_Exercise passage_
════
Sojourner Truth and The Civil War


African American Abolitionist and Women’s Rights Activist

monument to former slave and abolitionist Sojourner TruthSojourner Truth was a nationally known feminist and social reformer. During the Civil War, she helped recruit black soldiers for the Union Army. After the war, she tried to secure land grants from the federal government for former slaves, a project she pursued for seven years, meeting with President Ulysses S. Grant to discuss the subject.

Image: Sojourner Truth Monument
Florence, Massachusetts
Truth lived in Florence (a village of Northampton) from 1843-1857. She came to Florence to join the Northampton Association of Education and Industry, a utopian community dedicated to equality and justice. After the Association disbanded, she remained in Florence, bought her first home, dictated her autobiography to Olive Gilbert and became a nationally known advocate for women’s rights and the abolition of slavery.

Early Years
She was born Isabella Baumfree in Ulster County in upstate New York in 1797, one of thirteen children. Her family belonged to a wealthy man from Holland. She spoke low Dutch until she was about 10 years old, and always spoke with a Dutch accent. She never learned to read or write.

When she was a teenager, Isabella was sold to a Mr. Dumont, who forced her to marry another slave named Thomas. Together they had five children: Diana, Peter, Hannah, Elizabeth, and Sophia. Dumont sold her son Peter into slavery in Alabama, and Isabella escaped from Dumont with her infant daughter, Sophia. They were taken in by a Quaker family named Van Wagener. With their help, Isabella won a lawsuit, and Peter was returned to her.
════
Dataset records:
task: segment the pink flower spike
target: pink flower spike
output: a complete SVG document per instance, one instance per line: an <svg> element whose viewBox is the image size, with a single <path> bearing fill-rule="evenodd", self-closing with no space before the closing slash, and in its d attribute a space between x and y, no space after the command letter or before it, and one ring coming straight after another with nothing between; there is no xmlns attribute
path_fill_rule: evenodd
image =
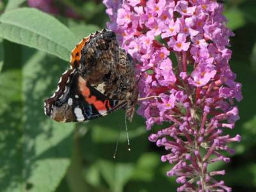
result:
<svg viewBox="0 0 256 192"><path fill-rule="evenodd" d="M179 33L177 41L170 38L168 45L175 51L186 51L189 48L190 42L186 43L186 36L184 34Z"/></svg>
<svg viewBox="0 0 256 192"><path fill-rule="evenodd" d="M196 6L188 6L188 1L179 1L176 6L175 11L178 12L182 15L192 15L196 9Z"/></svg>
<svg viewBox="0 0 256 192"><path fill-rule="evenodd" d="M225 27L223 5L209 0L104 3L108 27L136 63L140 78L134 88L148 98L138 102L146 129L170 124L148 137L165 149L161 161L173 164L166 175L176 177L177 191L230 191L215 178L225 170L209 169L229 163L223 154L234 154L230 143L241 141L239 135L224 134L239 118L236 102L243 97L228 64L234 34Z"/></svg>

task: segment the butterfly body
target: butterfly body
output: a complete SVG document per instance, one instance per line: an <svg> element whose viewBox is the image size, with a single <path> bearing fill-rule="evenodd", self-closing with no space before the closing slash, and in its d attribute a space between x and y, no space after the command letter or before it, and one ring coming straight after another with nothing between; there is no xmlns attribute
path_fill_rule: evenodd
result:
<svg viewBox="0 0 256 192"><path fill-rule="evenodd" d="M131 120L138 94L135 66L113 31L83 38L72 52L70 65L45 101L47 115L58 122L83 122L124 108Z"/></svg>

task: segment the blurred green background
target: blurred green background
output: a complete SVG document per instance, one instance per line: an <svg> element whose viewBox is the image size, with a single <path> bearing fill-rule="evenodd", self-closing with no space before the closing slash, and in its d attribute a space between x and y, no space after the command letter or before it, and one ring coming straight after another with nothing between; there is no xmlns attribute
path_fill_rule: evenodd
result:
<svg viewBox="0 0 256 192"><path fill-rule="evenodd" d="M17 23L26 23L24 13L12 17L15 9L36 6L31 4L35 1L40 1L0 3L0 191L175 191L175 178L166 176L172 166L160 160L165 151L148 140L157 127L146 131L138 115L128 124L132 148L128 152L124 111L81 124L56 123L44 115L44 99L55 91L61 74L69 67L65 49L52 56L45 52L54 51L51 44L45 49L40 42L29 42L30 47L45 51L37 51L20 45L26 45L28 38L22 29L19 29L20 36L15 29L6 31L12 19L20 17ZM108 20L101 1L41 1L45 4L37 7L65 25L74 34L74 42L105 28ZM242 141L232 146L236 154L230 163L210 168L226 170L226 175L218 179L233 191L256 191L256 1L224 1L228 26L236 33L230 63L237 81L243 84L244 97L238 104L241 119L230 134L241 134ZM39 28L41 22L39 20ZM49 31L59 34L54 40L72 49L73 42L65 42L69 35L52 27Z"/></svg>

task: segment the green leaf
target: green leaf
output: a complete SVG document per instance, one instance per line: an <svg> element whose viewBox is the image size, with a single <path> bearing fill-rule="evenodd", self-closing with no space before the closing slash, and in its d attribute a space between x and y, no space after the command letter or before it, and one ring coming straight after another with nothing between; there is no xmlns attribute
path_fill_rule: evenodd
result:
<svg viewBox="0 0 256 192"><path fill-rule="evenodd" d="M256 2L255 1L244 1L239 6L240 9L242 10L245 18L250 22L256 23Z"/></svg>
<svg viewBox="0 0 256 192"><path fill-rule="evenodd" d="M254 44L251 55L251 63L252 68L256 70L256 44Z"/></svg>
<svg viewBox="0 0 256 192"><path fill-rule="evenodd" d="M0 75L0 186L4 192L22 191L20 93L20 70L3 72Z"/></svg>
<svg viewBox="0 0 256 192"><path fill-rule="evenodd" d="M66 61L77 43L76 36L49 15L19 8L0 17L0 36L12 42L54 54Z"/></svg>
<svg viewBox="0 0 256 192"><path fill-rule="evenodd" d="M26 1L26 0L9 0L5 8L6 11L15 9L21 4Z"/></svg>
<svg viewBox="0 0 256 192"><path fill-rule="evenodd" d="M44 100L66 67L31 52L24 52L30 58L22 72L9 68L0 76L1 191L54 191L70 164L74 124L54 122L44 113Z"/></svg>
<svg viewBox="0 0 256 192"><path fill-rule="evenodd" d="M74 124L55 122L44 113L44 100L67 67L60 63L39 52L22 70L24 175L29 191L54 191L70 163Z"/></svg>
<svg viewBox="0 0 256 192"><path fill-rule="evenodd" d="M122 192L134 171L134 166L128 163L113 164L109 161L99 163L104 179L113 192Z"/></svg>
<svg viewBox="0 0 256 192"><path fill-rule="evenodd" d="M0 72L4 65L4 52L3 39L0 38Z"/></svg>
<svg viewBox="0 0 256 192"><path fill-rule="evenodd" d="M224 15L228 20L227 27L232 30L241 28L246 24L243 12L237 8L227 10L225 12Z"/></svg>

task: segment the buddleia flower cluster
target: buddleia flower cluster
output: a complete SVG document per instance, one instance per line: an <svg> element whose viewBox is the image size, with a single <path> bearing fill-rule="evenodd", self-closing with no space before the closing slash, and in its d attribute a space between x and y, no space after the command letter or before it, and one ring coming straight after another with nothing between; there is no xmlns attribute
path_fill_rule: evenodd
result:
<svg viewBox="0 0 256 192"><path fill-rule="evenodd" d="M180 184L177 191L230 191L210 171L217 161L228 163L227 134L239 117L242 99L227 47L234 34L225 27L223 5L215 0L104 0L108 28L136 61L141 74L138 113L147 129L168 124L149 136L163 147L167 172ZM146 71L146 72L145 72ZM166 125L166 124L164 124Z"/></svg>

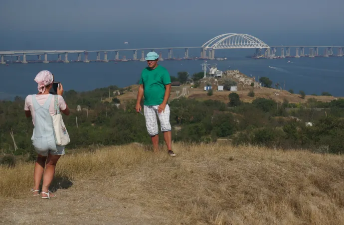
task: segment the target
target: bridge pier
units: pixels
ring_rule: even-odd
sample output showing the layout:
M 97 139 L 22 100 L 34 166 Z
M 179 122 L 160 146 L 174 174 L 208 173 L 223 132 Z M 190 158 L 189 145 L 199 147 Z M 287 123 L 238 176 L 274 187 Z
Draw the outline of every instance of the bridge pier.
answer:
M 104 60 L 103 61 L 105 62 L 109 62 L 109 60 L 108 60 L 108 52 L 104 52 Z
M 21 61 L 21 63 L 24 63 L 24 64 L 26 64 L 27 63 L 27 62 L 26 62 L 26 53 L 23 53 L 23 61 Z
M 300 56 L 305 56 L 305 47 L 301 47 L 301 53 L 300 54 Z
M 44 61 L 43 61 L 43 63 L 49 63 L 48 61 L 48 54 L 44 53 Z
M 69 63 L 69 61 L 68 61 L 68 52 L 65 52 L 64 53 L 64 61 L 63 61 L 65 63 Z
M 85 52 L 84 54 L 85 56 L 85 60 L 84 60 L 84 62 L 85 63 L 89 63 L 90 60 L 88 60 L 88 52 Z
M 145 59 L 145 51 L 142 50 L 141 52 L 141 58 L 140 60 L 141 62 L 145 62 L 146 60 Z
M 163 54 L 161 51 L 159 52 L 159 61 L 164 61 L 164 59 L 163 58 Z
M 325 48 L 325 49 L 324 50 L 324 57 L 329 57 L 328 51 L 329 51 L 329 50 L 327 49 L 327 48 Z
M 310 48 L 310 54 L 308 56 L 310 58 L 314 58 L 314 48 Z
M 286 57 L 289 57 L 290 56 L 290 47 L 286 47 Z
M 172 49 L 169 49 L 169 55 L 168 56 L 168 58 L 169 59 L 171 59 L 172 58 Z
M 333 49 L 332 49 L 332 47 L 329 47 L 328 49 L 328 54 L 329 55 L 333 55 Z
M 137 60 L 138 59 L 138 51 L 137 50 L 134 50 L 134 56 L 133 57 L 133 59 L 134 60 Z
M 185 49 L 185 58 L 187 59 L 189 57 L 189 49 Z
M 296 48 L 296 54 L 295 54 L 295 58 L 300 58 L 299 55 L 299 48 Z

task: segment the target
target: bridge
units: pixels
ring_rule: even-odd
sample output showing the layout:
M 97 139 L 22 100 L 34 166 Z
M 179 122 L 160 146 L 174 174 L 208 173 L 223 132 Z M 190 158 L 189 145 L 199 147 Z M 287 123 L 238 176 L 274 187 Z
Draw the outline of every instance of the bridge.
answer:
M 291 48 L 296 48 L 295 55 L 292 55 Z M 305 54 L 305 48 L 309 48 L 309 54 Z M 325 49 L 324 53 L 323 55 L 319 54 L 319 48 Z M 195 57 L 193 59 L 189 57 L 188 50 L 190 48 L 199 48 L 200 49 L 200 57 Z M 245 34 L 237 33 L 226 33 L 217 36 L 206 42 L 204 43 L 201 46 L 194 47 L 171 47 L 163 48 L 135 48 L 135 49 L 104 49 L 99 50 L 88 51 L 86 50 L 13 50 L 0 51 L 1 56 L 1 61 L 0 64 L 5 64 L 7 61 L 5 60 L 6 57 L 16 57 L 16 62 L 21 63 L 27 63 L 26 56 L 28 55 L 36 55 L 37 60 L 33 62 L 42 62 L 48 63 L 49 62 L 64 62 L 69 63 L 68 54 L 77 54 L 77 59 L 73 60 L 75 62 L 84 62 L 89 63 L 91 61 L 109 62 L 109 61 L 141 61 L 145 60 L 145 50 L 150 50 L 155 51 L 155 49 L 159 49 L 160 57 L 161 61 L 164 60 L 161 50 L 163 49 L 168 50 L 168 55 L 167 60 L 187 60 L 187 59 L 215 59 L 215 50 L 216 49 L 255 49 L 256 51 L 252 58 L 267 58 L 274 59 L 285 57 L 309 57 L 311 58 L 315 57 L 329 57 L 338 56 L 343 57 L 343 52 L 344 51 L 344 46 L 289 46 L 289 45 L 274 45 L 269 46 L 259 38 L 253 36 Z M 335 55 L 333 49 L 337 49 L 337 54 Z M 184 57 L 181 58 L 175 58 L 173 56 L 173 49 L 184 49 L 185 50 Z M 277 50 L 280 49 L 281 55 L 277 55 Z M 285 54 L 284 50 L 286 50 Z M 300 51 L 299 53 L 299 50 Z M 138 58 L 137 51 L 141 51 L 141 57 L 140 59 Z M 119 52 L 122 51 L 132 51 L 133 58 L 127 59 L 125 56 L 123 58 L 120 59 Z M 208 52 L 207 54 L 207 51 Z M 95 60 L 90 60 L 88 59 L 88 54 L 90 52 L 96 52 L 97 57 Z M 104 59 L 100 59 L 100 53 L 104 53 Z M 115 58 L 114 59 L 109 59 L 107 56 L 108 52 L 115 52 Z M 83 60 L 81 59 L 81 54 L 84 55 Z M 48 61 L 47 55 L 57 54 L 57 60 L 54 61 Z M 62 60 L 61 55 L 64 55 L 64 58 Z M 44 60 L 42 60 L 41 56 L 44 55 Z M 22 58 L 21 60 L 20 57 Z

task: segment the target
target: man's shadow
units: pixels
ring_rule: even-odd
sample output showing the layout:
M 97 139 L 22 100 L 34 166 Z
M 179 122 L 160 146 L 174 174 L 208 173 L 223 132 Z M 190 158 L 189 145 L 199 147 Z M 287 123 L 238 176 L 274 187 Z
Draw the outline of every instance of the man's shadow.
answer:
M 51 182 L 49 190 L 55 192 L 58 189 L 68 189 L 72 187 L 73 182 L 67 177 L 55 177 Z

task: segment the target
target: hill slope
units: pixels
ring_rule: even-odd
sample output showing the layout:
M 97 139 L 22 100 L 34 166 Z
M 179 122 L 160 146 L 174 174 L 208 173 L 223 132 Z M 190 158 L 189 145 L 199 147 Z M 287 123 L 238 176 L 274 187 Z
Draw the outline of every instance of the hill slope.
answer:
M 30 195 L 33 164 L 0 167 L 0 223 L 344 224 L 343 156 L 173 146 L 174 158 L 135 144 L 65 156 L 50 200 Z

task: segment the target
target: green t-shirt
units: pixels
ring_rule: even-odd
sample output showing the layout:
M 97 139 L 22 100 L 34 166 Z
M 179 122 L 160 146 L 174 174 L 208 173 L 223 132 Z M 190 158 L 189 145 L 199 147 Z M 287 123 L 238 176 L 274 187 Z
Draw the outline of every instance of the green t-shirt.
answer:
M 165 67 L 158 65 L 154 70 L 149 67 L 144 69 L 140 79 L 140 84 L 144 86 L 144 105 L 157 106 L 163 103 L 165 85 L 171 83 L 170 74 Z

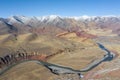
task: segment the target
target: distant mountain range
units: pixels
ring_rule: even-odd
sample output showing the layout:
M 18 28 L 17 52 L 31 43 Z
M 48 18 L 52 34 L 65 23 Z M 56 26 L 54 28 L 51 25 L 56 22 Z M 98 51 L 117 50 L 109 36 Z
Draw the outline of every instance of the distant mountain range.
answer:
M 63 31 L 112 30 L 120 35 L 120 16 L 42 17 L 11 16 L 0 18 L 0 34 L 28 33 L 57 34 Z

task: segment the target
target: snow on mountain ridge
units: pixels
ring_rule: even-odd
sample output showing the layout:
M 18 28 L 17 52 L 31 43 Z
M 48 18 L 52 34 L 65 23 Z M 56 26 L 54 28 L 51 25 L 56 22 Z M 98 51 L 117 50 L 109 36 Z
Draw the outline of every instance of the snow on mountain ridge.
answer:
M 50 15 L 50 16 L 41 16 L 41 17 L 26 17 L 26 16 L 12 16 L 8 19 L 9 22 L 24 22 L 28 23 L 29 21 L 40 21 L 40 22 L 53 22 L 53 21 L 59 21 L 60 19 L 74 19 L 76 21 L 107 21 L 108 19 L 120 19 L 120 16 L 74 16 L 74 17 L 61 17 L 58 15 Z

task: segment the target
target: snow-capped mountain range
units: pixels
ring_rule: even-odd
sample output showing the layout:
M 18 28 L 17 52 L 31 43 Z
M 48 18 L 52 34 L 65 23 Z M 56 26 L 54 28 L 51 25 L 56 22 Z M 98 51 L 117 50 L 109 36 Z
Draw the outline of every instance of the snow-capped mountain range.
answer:
M 79 16 L 62 17 L 57 15 L 27 17 L 11 16 L 9 18 L 0 18 L 0 34 L 19 32 L 30 32 L 31 29 L 52 28 L 62 30 L 71 30 L 75 27 L 82 28 L 100 28 L 111 29 L 114 33 L 120 33 L 120 16 Z M 54 30 L 55 30 L 54 29 Z M 53 30 L 53 31 L 54 31 Z

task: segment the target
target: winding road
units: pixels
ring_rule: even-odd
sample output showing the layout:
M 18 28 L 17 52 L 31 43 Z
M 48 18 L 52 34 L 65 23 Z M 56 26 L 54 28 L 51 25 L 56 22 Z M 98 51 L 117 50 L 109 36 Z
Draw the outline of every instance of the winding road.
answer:
M 70 67 L 64 67 L 64 66 L 61 66 L 61 65 L 48 63 L 48 62 L 45 62 L 45 61 L 42 61 L 42 60 L 23 60 L 23 61 L 13 63 L 11 65 L 8 65 L 8 66 L 0 69 L 0 76 L 2 74 L 4 74 L 6 71 L 8 71 L 9 69 L 11 69 L 12 67 L 14 67 L 14 66 L 16 66 L 20 63 L 32 61 L 32 62 L 35 62 L 39 65 L 42 65 L 42 66 L 46 67 L 47 69 L 49 69 L 52 73 L 54 73 L 56 75 L 59 75 L 59 74 L 78 74 L 79 77 L 82 78 L 83 77 L 83 75 L 81 74 L 82 72 L 90 71 L 91 69 L 97 67 L 100 63 L 105 62 L 105 61 L 111 61 L 115 58 L 115 53 L 109 51 L 108 49 L 106 49 L 100 43 L 97 43 L 97 45 L 100 49 L 105 51 L 104 57 L 102 57 L 99 60 L 96 60 L 96 61 L 92 62 L 91 64 L 89 64 L 88 66 L 86 66 L 85 68 L 80 69 L 80 70 L 75 70 L 75 69 L 72 69 Z

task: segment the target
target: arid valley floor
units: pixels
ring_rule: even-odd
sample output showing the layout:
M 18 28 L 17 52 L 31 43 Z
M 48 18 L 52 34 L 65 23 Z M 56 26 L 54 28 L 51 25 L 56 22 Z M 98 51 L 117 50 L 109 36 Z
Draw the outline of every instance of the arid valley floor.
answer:
M 72 22 L 74 25 L 76 24 L 74 20 Z M 16 26 L 16 24 L 14 25 Z M 91 22 L 91 25 L 94 25 L 94 23 Z M 75 30 L 61 30 L 61 28 L 58 29 L 56 26 L 53 26 L 53 28 L 51 26 L 47 27 L 44 34 L 41 34 L 42 31 L 33 31 L 23 32 L 22 34 L 20 32 L 15 36 L 16 32 L 14 30 L 13 33 L 3 34 L 1 32 L 0 56 L 17 51 L 22 52 L 22 49 L 24 49 L 28 54 L 45 56 L 43 60 L 46 62 L 80 70 L 104 56 L 104 51 L 96 44 L 99 42 L 116 53 L 116 57 L 112 61 L 101 63 L 88 72 L 83 72 L 84 77 L 81 79 L 76 74 L 58 76 L 42 65 L 34 62 L 25 62 L 0 75 L 0 80 L 119 80 L 120 36 L 118 33 L 113 33 L 110 29 L 81 29 L 83 31 L 79 34 Z

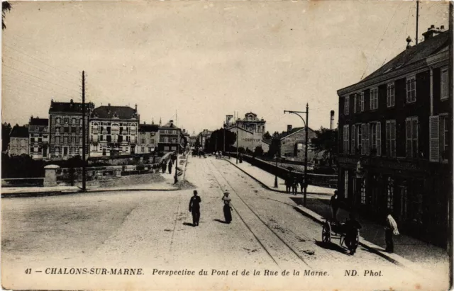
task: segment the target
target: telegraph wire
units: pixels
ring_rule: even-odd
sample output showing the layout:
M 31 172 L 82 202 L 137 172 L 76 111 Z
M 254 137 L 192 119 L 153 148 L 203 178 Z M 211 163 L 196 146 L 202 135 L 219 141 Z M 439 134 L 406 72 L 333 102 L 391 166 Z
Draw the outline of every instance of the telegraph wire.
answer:
M 397 10 L 399 10 L 399 8 L 400 7 L 400 6 L 402 4 L 402 2 L 399 3 L 399 5 L 397 5 L 397 6 L 396 6 L 396 9 L 394 9 L 394 13 L 392 14 L 392 16 L 391 17 L 391 19 L 388 22 L 388 25 L 387 25 L 386 29 L 384 30 L 384 32 L 383 33 L 383 35 L 382 35 L 382 38 L 380 38 L 380 40 L 378 42 L 378 43 L 377 44 L 377 46 L 375 47 L 375 50 L 374 51 L 374 54 L 372 55 L 372 58 L 375 57 L 375 53 L 377 52 L 377 50 L 378 49 L 378 47 L 380 45 L 380 43 L 382 43 L 382 41 L 383 41 L 384 35 L 385 35 L 387 31 L 388 31 L 388 28 L 389 28 L 389 25 L 391 24 L 391 22 L 392 21 L 392 20 L 394 19 L 394 16 L 396 16 L 396 13 L 397 12 Z M 362 80 L 362 78 L 364 78 L 364 75 L 367 72 L 367 69 L 369 68 L 369 64 L 370 64 L 370 62 L 367 62 L 367 64 L 366 65 L 366 68 L 364 70 L 364 73 L 362 73 L 362 76 L 361 76 L 361 79 L 360 79 L 361 80 Z
M 4 67 L 9 67 L 9 68 L 10 68 L 10 69 L 14 69 L 14 70 L 16 70 L 16 71 L 20 72 L 21 72 L 22 74 L 26 74 L 26 75 L 31 76 L 33 76 L 33 77 L 34 77 L 34 78 L 36 78 L 36 79 L 40 79 L 40 80 L 41 80 L 41 81 L 45 81 L 45 82 L 48 82 L 48 83 L 51 84 L 52 84 L 52 85 L 58 86 L 60 86 L 60 87 L 62 87 L 62 88 L 65 88 L 65 89 L 74 91 L 76 91 L 76 92 L 79 93 L 79 91 L 77 91 L 77 90 L 72 89 L 70 89 L 70 88 L 65 87 L 65 86 L 62 86 L 62 85 L 60 85 L 60 84 L 55 84 L 55 83 L 50 82 L 50 81 L 47 81 L 47 80 L 45 80 L 45 79 L 41 79 L 41 78 L 40 78 L 40 77 L 38 77 L 38 76 L 35 76 L 35 75 L 33 75 L 33 74 L 29 74 L 29 73 L 26 73 L 26 72 L 25 72 L 22 71 L 22 70 L 20 70 L 20 69 L 16 69 L 16 68 L 13 68 L 13 67 L 10 67 L 10 66 L 9 66 L 9 65 L 7 65 L 7 64 L 4 64 Z
M 25 64 L 25 65 L 30 66 L 31 68 L 33 68 L 34 69 L 36 69 L 36 70 L 38 70 L 38 71 L 43 72 L 44 72 L 44 73 L 45 73 L 45 74 L 49 74 L 51 77 L 52 77 L 52 78 L 55 79 L 55 75 L 53 75 L 53 76 L 52 76 L 51 72 L 48 72 L 48 71 L 45 71 L 45 70 L 44 70 L 44 69 L 40 69 L 39 67 L 38 67 L 38 66 L 35 66 L 35 65 L 33 65 L 33 64 L 27 64 L 27 63 L 26 63 L 26 62 L 23 62 L 23 61 L 21 61 L 21 60 L 20 60 L 20 59 L 15 59 L 15 58 L 11 57 L 11 56 L 4 56 L 4 57 L 6 57 L 6 58 L 11 59 L 12 59 L 12 60 L 13 60 L 13 61 L 15 61 L 15 62 L 21 62 L 21 63 L 22 63 L 22 64 Z M 55 73 L 54 72 L 54 74 L 55 74 Z M 65 79 L 65 78 L 62 78 L 61 76 L 58 76 L 58 79 L 60 79 L 60 80 L 66 81 L 67 82 L 70 83 L 72 85 L 77 85 L 77 86 L 79 86 L 79 84 L 78 84 L 78 83 L 74 83 L 74 81 L 69 81 L 69 80 L 67 80 L 67 79 Z
M 50 64 L 47 64 L 47 63 L 45 63 L 45 62 L 43 62 L 43 61 L 41 61 L 41 60 L 40 60 L 40 59 L 37 59 L 37 58 L 35 58 L 35 57 L 32 57 L 32 56 L 31 56 L 31 55 L 28 55 L 28 54 L 26 54 L 26 53 L 25 53 L 25 52 L 21 52 L 20 50 L 17 50 L 17 49 L 16 49 L 16 48 L 14 48 L 14 47 L 11 47 L 11 46 L 10 46 L 10 45 L 7 45 L 7 44 L 4 44 L 4 45 L 5 47 L 8 47 L 8 48 L 11 49 L 11 50 L 14 50 L 14 51 L 16 51 L 16 52 L 17 52 L 20 53 L 20 54 L 24 55 L 26 55 L 26 56 L 27 56 L 27 57 L 30 57 L 30 58 L 31 58 L 31 59 L 35 59 L 35 60 L 36 60 L 36 61 L 38 61 L 38 62 L 40 62 L 40 63 L 42 63 L 42 64 L 44 64 L 45 65 L 46 65 L 46 66 L 48 66 L 48 67 L 50 67 L 50 68 L 52 68 L 52 69 L 57 69 L 57 70 L 61 71 L 62 72 L 65 73 L 65 74 L 68 74 L 69 76 L 72 76 L 72 77 L 79 78 L 79 76 L 77 76 L 77 75 L 75 75 L 75 74 L 73 74 L 69 73 L 69 72 L 67 72 L 67 71 L 65 71 L 65 70 L 61 69 L 58 69 L 58 68 L 57 68 L 57 67 L 54 67 L 54 66 L 52 66 L 52 65 L 50 65 Z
════
_Questions to answer_
1 > From the Sojourner Truth passage, output the text from "Image: Sojourner Truth" up to and including "abolition of slavery.".
2 > In the Sojourner Truth passage, what name was Sojourner Truth born with?
3 > What are the names of all the children that Isabella and Thomas had together, as listed in the Sojourner Truth passage?

_Task results_
1 >
Image: Sojourner Truth Monument
Florence, Massachusetts
Truth lived in Florence (a village of Northampton) from 1843-1857. She came to Florence to join the Northampton Association of Education and Industry, a utopian community dedicated to equality and justice. After the Association disbanded, she remained in Florence, bought her first home, dictated her autobiography to Olive Gilbert and became a nationally known advocate for women’s rights and the abolition of slavery.

2 > Isabella Baumfree

3 > Diana, Peter, Hannah, Elizabeth, and Sophia